• [What the task requires]: Write the entries out again. Every character must match.

[Records for the task]

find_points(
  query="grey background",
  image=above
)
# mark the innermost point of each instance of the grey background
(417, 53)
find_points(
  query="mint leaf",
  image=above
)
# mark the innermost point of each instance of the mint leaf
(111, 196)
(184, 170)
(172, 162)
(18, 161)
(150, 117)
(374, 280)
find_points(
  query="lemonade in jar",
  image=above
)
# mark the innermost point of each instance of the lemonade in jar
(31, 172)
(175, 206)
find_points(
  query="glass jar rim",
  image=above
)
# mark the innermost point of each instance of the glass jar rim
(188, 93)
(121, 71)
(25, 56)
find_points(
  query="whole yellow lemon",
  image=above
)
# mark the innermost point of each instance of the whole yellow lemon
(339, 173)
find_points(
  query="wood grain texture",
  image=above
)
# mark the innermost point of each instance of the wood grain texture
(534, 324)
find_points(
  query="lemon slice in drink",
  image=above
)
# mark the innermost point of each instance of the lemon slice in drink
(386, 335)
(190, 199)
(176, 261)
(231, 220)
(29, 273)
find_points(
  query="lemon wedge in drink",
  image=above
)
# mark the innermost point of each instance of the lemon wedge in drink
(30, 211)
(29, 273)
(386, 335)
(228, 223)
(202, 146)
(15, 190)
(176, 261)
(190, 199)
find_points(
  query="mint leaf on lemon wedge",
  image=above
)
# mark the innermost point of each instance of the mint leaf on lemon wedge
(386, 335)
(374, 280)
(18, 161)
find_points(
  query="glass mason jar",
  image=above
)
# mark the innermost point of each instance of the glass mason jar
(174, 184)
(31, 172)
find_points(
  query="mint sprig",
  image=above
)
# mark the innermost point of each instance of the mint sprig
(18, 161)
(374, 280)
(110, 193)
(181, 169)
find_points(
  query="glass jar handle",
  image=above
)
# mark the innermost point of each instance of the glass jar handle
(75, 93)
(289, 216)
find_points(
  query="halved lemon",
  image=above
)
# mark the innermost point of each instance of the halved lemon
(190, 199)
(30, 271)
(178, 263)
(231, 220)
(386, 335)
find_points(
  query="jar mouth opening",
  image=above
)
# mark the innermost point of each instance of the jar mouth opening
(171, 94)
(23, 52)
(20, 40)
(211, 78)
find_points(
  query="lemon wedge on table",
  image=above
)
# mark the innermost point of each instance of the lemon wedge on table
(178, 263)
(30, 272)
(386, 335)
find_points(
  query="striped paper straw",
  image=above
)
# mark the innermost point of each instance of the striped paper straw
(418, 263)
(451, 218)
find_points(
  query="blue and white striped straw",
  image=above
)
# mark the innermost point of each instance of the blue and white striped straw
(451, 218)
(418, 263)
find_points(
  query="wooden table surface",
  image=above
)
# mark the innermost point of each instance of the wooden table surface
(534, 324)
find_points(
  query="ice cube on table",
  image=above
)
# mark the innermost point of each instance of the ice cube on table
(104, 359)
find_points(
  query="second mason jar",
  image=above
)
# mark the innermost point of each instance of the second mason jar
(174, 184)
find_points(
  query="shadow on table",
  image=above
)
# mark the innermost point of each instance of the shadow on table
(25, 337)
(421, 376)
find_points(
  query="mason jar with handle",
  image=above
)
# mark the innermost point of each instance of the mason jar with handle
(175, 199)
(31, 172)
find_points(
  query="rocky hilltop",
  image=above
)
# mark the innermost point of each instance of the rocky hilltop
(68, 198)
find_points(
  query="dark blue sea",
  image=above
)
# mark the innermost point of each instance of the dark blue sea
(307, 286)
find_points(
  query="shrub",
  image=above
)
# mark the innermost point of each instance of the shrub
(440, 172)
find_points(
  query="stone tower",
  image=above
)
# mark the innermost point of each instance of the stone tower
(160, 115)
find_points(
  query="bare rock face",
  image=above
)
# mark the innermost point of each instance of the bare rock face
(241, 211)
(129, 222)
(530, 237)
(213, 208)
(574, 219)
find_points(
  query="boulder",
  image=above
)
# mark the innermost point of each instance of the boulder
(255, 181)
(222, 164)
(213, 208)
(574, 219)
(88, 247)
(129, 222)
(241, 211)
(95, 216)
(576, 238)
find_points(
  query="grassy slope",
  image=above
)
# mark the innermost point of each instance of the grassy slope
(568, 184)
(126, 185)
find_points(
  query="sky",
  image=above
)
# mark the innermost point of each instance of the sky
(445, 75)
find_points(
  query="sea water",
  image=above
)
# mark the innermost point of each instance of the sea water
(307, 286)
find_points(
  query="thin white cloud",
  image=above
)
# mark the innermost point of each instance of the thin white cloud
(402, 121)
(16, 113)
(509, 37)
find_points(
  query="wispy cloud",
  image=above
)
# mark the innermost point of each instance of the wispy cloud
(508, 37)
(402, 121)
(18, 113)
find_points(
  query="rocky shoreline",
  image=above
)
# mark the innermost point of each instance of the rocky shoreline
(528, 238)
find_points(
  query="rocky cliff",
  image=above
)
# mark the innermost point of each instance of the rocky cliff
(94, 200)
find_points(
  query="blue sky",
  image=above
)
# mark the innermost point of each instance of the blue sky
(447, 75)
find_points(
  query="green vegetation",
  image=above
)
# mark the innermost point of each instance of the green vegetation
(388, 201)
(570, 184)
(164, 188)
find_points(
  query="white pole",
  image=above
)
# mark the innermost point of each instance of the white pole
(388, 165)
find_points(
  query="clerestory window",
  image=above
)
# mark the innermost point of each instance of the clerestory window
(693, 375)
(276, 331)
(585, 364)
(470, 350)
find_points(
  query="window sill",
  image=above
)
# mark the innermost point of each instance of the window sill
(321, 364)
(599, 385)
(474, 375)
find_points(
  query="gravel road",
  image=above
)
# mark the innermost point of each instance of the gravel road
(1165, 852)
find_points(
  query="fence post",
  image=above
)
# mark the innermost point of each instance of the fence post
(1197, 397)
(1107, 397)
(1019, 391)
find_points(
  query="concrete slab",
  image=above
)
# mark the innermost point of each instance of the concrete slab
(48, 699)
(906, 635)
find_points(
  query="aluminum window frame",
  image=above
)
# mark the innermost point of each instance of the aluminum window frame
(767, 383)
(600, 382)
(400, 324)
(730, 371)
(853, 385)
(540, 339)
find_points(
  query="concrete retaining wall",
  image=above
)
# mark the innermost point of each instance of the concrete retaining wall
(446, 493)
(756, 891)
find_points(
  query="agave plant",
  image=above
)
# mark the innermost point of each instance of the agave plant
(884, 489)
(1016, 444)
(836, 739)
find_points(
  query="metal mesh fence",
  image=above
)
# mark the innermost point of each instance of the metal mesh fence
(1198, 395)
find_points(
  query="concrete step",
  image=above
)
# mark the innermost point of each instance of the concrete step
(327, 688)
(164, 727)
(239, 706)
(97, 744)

[/Records for the task]

• [Result for this exercise]:
find_points(
  query="grey background",
  image=above
)
# mark the innermost point of each instance of the grey background
(417, 53)
find_points(
  query="mint leaf",
  image=above
)
# mark the innermost point of each instance of the mint leaf
(111, 196)
(184, 170)
(172, 162)
(18, 161)
(150, 117)
(374, 280)
find_points(
  query="lemonade in jar",
  image=above
)
# mark the innermost point of each instance of the lemonade in jar
(31, 172)
(175, 206)
find_points(
  query="glass jar rim",
  image=above
)
# mark the innermost point of each instance of the glass jar rim
(188, 93)
(121, 71)
(25, 56)
find_points(
  query="whole yellow lemon",
  image=above
)
# mark the innermost point of each instance of the whole yellow lemon
(339, 173)
find_points(
  query="wood grain texture",
  image=above
)
# mark the innermost point of each instance of the wood grain texture
(534, 324)
find_points(
  query="lemon slice in drink",
  image=above
)
# mark the innermost point of each instance of the lemon slice in drink
(386, 335)
(190, 199)
(176, 261)
(231, 220)
(29, 273)
find_points(
  query="lemon wedge in drink",
  image=above
)
# mark the innermost point of each instance of the lemon wedge in drink
(30, 211)
(29, 273)
(386, 335)
(228, 223)
(202, 146)
(15, 190)
(176, 261)
(190, 199)
find_points(
  query="mint leaf on lemon wedge",
  image=above
)
# mark the innermost point of each instance of the mint leaf on lemon wedge
(386, 335)
(374, 280)
(18, 161)
find_points(
  query="glass mason jar",
  image=above
)
# mark the innermost point of each instance of the glass mason jar
(174, 184)
(31, 172)
find_points(
  query="mint sprig",
  image=above
)
# mark the innermost point of each instance of the mint sprig
(18, 161)
(374, 280)
(110, 193)
(181, 169)
find_points(
  query="glass jar handle",
  image=above
)
# mark the innermost point of each instance of the glass jar handle
(75, 93)
(289, 216)
find_points(
  query="halved lemon",
  image=above
)
# mark the innermost point of each instance of the halved lemon
(190, 199)
(30, 271)
(178, 263)
(231, 220)
(386, 335)
find_points(
  query="jar mouth opening",
  image=above
)
# mark the innermost point of each instance of the jar mouth opening
(171, 94)
(23, 52)
(20, 40)
(211, 78)
find_points(
  query="lemon wedge on table",
  image=above
)
# mark the innermost point of each instance of the lemon wedge on table
(178, 263)
(30, 272)
(386, 335)
find_points(
  query="striped paper straw",
  image=above
)
# mark the innermost point of each instance of the striped paper straw
(418, 263)
(451, 218)
find_points(
  query="blue and white striped straw",
  image=above
)
# mark the innermost point of each instance of the blue and white striped straw
(451, 218)
(418, 263)
find_points(
  query="wooden table surface",
  image=above
)
# mark the innermost point of each instance of the wooden table surface
(534, 324)
find_points(
  query="ice cube on table",
  image=above
)
# mark the innermost point of each instance of the ice cube on table
(104, 359)
find_points(
  query="second mason jar",
  image=above
)
# mark the innermost point of each instance of the second mason jar
(174, 184)
find_points(
  query="shadow on table",
  image=above
)
# mark the innermost point of each instance of the shadow on table
(25, 337)
(421, 376)
find_points(
  query="mason jar with handle",
  image=above
)
# mark the innermost point of each instance of the mason jar with handle
(175, 199)
(31, 172)
find_points(
  query="rocky hilltop",
  image=above
)
# mark the innermost point of each instance of the rocky hilltop
(68, 198)
find_points(
  query="dark blue sea",
  image=above
)
# mark the innermost point of each instance of the dark blue sea
(307, 286)
find_points(
  query="shrub",
  image=above
)
# mark the innermost point of each instance of the shrub
(440, 172)
find_points(
  query="stone tower",
  image=above
)
# mark the innermost point of each instance of the stone tower
(160, 115)
find_points(
  query="bare rock face",
  image=above
)
# mark the innermost point of each instance of the bare rock face
(241, 211)
(129, 222)
(530, 237)
(213, 208)
(574, 219)
find_points(
  query="boulder",
  image=above
)
# mark the innermost point of each instance of the boulder
(255, 181)
(222, 164)
(213, 208)
(574, 219)
(88, 247)
(129, 222)
(241, 211)
(95, 216)
(576, 238)
find_points(
  query="grassy slope",
  image=above
)
# mark the innermost point of each instance of the grassy slope
(568, 184)
(126, 185)
find_points(
  query="sky",
  image=above
)
# mark the innermost point of each instance of the sky
(445, 75)
find_points(
  query="sea water",
  image=above
)
# mark the innermost point of each instance of the sea water
(307, 286)
find_points(
  query="thin white cloud",
  image=above
)
# mark the innermost point of each instance of the thin white cloud
(402, 121)
(16, 113)
(509, 37)
find_points(
  query="wispy cloud",
  image=above
)
# mark the innermost point of each instance of the wispy cloud
(508, 37)
(402, 121)
(18, 113)
find_points(
  query="rocky shoreline",
  image=above
)
# mark the innermost point of each instance of the rocky shoreline
(528, 238)
find_points(
  query="rocky cliff",
  image=above
)
# mark the innermost point of each instance of the rocky cliff
(94, 200)
find_points(
  query="blue sky",
  image=above
)
# mark the innermost point of each instance of the blue sky
(447, 75)
find_points(
  query="green vegetation",
  image=above
)
# mark the innermost point of each instance of the green vegetation
(388, 201)
(570, 184)
(164, 188)
find_points(
  query="white pole",
  image=above
)
# mark the innermost point of each instance of the white pole
(388, 165)
find_points(
  query="clerestory window",
  image=above
)
# mark the innermost point of each instance of the clerestory window
(693, 375)
(276, 331)
(585, 364)
(470, 350)
find_points(
  query="window sill",
  image=above
)
# mark the innermost point of each instance of the window sill
(321, 364)
(599, 385)
(474, 375)
find_points(
  query="gravel road",
  image=above
)
# mark the innermost point of each instance of the gravel road
(1165, 852)
find_points(
  query="fence post",
  image=above
)
# mark the innermost point of each instance of the fence post
(1197, 397)
(1107, 397)
(1019, 391)
find_points(
  query="concrete slab",
  image=above
)
# mark the innermost point of each instance of the concrete slab
(48, 699)
(906, 635)
find_points(
  query="aluminum window frame",
  image=above
)
# mark the innermost point of each instance of the aluminum window frame
(767, 383)
(600, 382)
(400, 324)
(730, 371)
(853, 385)
(540, 339)
find_points(
  query="concrete retaining wall",
  image=above
)
# mark the innermost point of each instance of the concrete retaining wall
(446, 493)
(756, 891)
find_points(
  query="agave plant",
  image=above
)
# mark the innermost point of each instance of the agave plant
(884, 489)
(1016, 444)
(836, 739)
find_points(
  query="metal mesh fence",
  image=above
)
# mark the innermost point of each instance of the metal mesh fence
(1198, 395)
find_points(
  query="concrete step",
  image=above
)
# mark the innermost point of each instance of the concrete step
(327, 688)
(164, 727)
(239, 706)
(97, 744)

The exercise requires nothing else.